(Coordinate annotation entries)
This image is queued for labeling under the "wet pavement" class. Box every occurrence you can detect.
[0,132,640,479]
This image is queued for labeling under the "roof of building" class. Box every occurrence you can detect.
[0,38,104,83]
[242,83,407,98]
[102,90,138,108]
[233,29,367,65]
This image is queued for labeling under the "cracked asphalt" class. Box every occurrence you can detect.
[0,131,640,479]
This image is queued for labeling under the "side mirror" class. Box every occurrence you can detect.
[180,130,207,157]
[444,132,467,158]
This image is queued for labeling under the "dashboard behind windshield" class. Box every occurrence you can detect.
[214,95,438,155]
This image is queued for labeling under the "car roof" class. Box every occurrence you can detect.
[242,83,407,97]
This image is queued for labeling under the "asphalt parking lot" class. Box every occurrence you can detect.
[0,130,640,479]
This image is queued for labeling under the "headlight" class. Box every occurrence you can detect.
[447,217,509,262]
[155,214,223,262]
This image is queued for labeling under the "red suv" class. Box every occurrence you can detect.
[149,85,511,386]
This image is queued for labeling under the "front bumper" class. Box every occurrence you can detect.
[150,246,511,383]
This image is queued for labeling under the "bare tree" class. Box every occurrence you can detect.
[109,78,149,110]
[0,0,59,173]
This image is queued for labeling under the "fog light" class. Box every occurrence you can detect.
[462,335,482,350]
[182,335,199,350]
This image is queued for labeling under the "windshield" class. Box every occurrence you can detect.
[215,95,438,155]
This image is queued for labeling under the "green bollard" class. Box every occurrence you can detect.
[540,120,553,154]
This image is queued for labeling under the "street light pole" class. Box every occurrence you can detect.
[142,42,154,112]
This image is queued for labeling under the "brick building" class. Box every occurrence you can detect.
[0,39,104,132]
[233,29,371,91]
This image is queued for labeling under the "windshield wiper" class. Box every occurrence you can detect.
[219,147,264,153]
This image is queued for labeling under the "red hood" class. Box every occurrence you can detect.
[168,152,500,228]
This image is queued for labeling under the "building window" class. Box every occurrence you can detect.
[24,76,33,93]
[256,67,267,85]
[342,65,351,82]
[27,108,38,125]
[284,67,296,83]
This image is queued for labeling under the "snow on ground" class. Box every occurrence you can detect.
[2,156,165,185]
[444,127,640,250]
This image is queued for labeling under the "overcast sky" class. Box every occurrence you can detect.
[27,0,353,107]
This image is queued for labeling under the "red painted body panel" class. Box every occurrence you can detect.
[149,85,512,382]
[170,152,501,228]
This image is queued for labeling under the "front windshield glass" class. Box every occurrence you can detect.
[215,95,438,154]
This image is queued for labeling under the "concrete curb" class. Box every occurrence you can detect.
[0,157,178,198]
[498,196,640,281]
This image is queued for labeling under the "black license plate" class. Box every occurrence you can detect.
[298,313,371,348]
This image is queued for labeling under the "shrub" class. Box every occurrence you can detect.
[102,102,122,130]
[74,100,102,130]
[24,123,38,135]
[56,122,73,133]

## Problem
Copy out, word for word, the lines from the start of the entries through the line containing "[233,29,367,65]", inclusive.

## Solution for this problem
This image is queued for labeling under the "wet pavement" class. Box every occurrence you can detect.
[0,132,640,479]
This image is queued for labeling under the "roof of building" class. Box every occurrence you can detect.
[0,38,104,83]
[242,83,407,98]
[102,90,138,108]
[233,29,367,65]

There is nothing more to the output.